## TASK STATEMENT
Reproduce the data below word for word, beginning with the line that contains "Where can you see the grass patch" and continuing through the line that contains "column 86, row 181".
— Start —
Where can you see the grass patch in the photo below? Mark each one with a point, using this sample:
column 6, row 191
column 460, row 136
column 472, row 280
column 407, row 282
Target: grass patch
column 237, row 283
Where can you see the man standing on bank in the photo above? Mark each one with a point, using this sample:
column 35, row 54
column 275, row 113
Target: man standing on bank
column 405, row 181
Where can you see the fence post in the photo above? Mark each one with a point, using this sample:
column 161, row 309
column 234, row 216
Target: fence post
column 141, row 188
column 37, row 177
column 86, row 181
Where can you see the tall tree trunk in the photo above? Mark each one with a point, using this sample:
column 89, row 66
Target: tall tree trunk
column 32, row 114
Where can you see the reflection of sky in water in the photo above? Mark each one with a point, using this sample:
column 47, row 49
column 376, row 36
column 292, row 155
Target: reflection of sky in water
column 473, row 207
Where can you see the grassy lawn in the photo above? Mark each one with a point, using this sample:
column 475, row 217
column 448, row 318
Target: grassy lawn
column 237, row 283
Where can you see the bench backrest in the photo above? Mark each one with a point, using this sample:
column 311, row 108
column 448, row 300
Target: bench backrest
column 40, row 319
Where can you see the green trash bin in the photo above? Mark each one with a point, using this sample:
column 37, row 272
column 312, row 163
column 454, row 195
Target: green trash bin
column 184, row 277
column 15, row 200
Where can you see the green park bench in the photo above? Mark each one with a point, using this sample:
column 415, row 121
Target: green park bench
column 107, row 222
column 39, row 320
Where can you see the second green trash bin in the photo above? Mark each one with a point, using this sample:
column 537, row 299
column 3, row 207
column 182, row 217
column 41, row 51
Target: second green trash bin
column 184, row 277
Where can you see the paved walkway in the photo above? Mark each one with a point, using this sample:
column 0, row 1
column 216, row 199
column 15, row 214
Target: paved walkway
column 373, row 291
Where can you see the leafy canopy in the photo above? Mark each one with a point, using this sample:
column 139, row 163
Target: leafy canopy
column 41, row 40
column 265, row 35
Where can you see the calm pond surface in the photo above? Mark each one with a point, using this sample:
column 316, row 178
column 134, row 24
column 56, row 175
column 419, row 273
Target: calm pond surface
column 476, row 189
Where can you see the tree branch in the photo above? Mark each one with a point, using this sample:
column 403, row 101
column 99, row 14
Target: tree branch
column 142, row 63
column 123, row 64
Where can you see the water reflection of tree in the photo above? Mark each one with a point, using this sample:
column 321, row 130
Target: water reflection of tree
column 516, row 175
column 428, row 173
— End —
— Start —
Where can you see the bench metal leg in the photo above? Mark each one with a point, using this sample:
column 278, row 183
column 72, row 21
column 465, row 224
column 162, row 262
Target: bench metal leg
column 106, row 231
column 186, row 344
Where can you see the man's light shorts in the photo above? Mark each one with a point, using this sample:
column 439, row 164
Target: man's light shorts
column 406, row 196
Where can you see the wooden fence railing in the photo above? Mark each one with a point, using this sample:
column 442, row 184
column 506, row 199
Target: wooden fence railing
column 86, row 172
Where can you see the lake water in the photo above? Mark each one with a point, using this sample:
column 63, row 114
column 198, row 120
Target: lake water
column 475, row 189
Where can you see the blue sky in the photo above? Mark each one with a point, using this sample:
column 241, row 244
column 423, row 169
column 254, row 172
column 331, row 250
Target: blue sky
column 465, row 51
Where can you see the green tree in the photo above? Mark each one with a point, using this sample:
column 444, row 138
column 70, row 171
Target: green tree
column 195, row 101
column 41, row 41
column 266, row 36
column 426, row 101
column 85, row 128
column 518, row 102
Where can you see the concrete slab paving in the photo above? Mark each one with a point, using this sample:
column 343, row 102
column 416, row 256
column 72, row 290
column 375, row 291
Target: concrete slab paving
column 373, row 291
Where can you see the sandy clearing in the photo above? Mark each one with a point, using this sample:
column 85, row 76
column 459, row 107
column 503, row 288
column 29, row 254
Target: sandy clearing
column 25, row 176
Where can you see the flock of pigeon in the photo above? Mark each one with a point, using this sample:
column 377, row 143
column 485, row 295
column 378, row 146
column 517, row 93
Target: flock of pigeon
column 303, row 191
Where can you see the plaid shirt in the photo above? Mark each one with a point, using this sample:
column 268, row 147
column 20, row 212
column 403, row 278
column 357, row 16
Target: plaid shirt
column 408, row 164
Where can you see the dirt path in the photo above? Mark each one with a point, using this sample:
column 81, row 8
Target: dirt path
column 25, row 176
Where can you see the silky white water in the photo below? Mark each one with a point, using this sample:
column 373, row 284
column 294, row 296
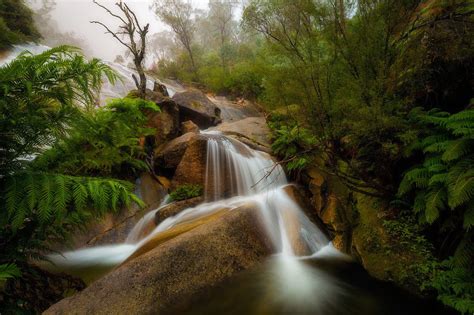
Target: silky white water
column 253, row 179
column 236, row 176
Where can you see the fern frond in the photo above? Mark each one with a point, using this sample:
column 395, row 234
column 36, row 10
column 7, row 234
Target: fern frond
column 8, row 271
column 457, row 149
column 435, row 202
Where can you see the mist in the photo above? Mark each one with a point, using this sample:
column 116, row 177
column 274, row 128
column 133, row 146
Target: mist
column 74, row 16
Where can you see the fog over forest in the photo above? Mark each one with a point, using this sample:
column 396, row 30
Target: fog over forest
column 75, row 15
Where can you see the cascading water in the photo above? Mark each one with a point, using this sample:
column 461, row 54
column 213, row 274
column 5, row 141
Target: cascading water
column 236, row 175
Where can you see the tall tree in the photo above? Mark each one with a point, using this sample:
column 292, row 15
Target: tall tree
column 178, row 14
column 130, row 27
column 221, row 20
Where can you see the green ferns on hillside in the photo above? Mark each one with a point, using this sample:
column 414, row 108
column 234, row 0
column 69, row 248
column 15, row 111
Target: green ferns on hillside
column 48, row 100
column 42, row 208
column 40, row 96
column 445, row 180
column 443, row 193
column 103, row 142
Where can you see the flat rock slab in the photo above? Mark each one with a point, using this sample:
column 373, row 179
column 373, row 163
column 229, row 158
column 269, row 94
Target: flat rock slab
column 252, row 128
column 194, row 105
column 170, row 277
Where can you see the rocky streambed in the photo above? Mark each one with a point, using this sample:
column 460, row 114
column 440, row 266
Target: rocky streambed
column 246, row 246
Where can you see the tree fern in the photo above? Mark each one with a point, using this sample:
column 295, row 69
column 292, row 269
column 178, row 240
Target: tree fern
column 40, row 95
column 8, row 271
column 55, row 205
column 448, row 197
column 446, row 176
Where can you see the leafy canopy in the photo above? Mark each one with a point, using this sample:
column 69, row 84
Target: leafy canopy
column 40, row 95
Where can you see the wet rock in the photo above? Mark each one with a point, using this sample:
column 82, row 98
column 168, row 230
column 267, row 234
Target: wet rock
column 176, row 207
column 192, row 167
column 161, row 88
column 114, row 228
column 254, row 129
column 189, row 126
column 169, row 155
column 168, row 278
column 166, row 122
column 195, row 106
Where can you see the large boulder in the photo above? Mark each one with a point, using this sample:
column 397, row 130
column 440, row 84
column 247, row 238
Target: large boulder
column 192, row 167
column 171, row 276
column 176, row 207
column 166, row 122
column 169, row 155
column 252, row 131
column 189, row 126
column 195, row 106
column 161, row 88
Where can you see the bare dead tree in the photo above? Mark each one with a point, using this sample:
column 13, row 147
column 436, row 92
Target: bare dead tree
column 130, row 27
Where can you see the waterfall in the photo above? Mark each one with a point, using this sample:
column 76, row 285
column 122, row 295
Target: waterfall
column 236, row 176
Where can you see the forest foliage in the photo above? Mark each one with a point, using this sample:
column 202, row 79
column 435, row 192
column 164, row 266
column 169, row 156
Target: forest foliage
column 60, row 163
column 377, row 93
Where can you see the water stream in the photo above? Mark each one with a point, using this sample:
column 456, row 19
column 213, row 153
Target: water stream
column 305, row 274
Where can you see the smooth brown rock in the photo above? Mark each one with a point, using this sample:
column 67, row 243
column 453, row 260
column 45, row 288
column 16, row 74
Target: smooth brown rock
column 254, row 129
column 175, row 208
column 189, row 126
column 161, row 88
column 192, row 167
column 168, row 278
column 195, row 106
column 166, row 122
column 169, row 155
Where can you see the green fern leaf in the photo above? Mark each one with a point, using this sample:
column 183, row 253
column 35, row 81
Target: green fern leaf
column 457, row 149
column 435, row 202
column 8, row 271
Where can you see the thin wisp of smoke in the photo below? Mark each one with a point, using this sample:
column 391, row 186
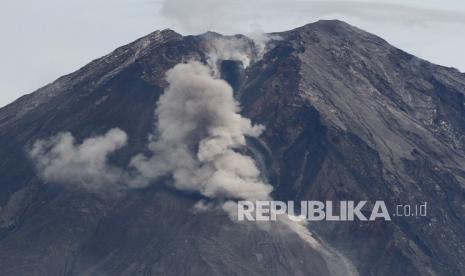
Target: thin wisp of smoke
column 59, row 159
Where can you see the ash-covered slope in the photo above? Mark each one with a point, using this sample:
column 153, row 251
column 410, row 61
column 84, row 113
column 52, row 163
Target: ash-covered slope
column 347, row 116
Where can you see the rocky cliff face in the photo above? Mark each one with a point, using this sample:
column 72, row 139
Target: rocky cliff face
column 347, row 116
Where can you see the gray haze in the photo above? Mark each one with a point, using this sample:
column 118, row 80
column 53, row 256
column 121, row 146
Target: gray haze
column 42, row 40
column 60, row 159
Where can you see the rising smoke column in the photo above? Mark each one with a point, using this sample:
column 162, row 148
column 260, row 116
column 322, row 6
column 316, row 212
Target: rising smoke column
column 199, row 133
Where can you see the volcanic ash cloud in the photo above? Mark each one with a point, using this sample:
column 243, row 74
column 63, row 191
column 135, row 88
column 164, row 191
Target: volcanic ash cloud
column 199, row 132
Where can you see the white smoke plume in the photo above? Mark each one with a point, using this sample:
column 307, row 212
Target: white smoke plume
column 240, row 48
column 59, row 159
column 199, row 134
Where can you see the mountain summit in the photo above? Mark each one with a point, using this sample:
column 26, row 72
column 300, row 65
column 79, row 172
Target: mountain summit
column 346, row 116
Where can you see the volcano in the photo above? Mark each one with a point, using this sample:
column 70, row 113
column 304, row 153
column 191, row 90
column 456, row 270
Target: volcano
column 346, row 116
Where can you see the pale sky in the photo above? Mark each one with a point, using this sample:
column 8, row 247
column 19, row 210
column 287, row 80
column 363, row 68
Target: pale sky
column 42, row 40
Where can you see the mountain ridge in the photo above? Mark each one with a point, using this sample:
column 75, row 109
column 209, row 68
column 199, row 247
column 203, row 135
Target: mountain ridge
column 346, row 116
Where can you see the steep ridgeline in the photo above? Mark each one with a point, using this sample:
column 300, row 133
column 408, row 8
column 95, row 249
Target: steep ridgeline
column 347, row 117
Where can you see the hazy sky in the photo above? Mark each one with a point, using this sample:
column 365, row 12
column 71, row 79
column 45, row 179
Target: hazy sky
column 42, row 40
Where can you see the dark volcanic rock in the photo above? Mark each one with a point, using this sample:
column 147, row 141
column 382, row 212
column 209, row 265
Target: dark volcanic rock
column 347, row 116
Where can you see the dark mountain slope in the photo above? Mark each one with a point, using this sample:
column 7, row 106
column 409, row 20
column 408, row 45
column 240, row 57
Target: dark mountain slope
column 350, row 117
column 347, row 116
— End —
## WRITTEN ANSWER
Where can you see the grass patch in the photo below? Mark each one with a point, using this sample:
column 6, row 191
column 460, row 136
column 472, row 280
column 407, row 282
Target: grass patch
column 237, row 283
Where can you see the man standing on bank in the photo above? Mark each one with a point, using this sample:
column 35, row 54
column 275, row 113
Target: man standing on bank
column 405, row 181
Where can you see the fence post in the photo above? Mark each one with a point, using this sample:
column 161, row 309
column 234, row 216
Target: fence post
column 141, row 188
column 37, row 177
column 86, row 181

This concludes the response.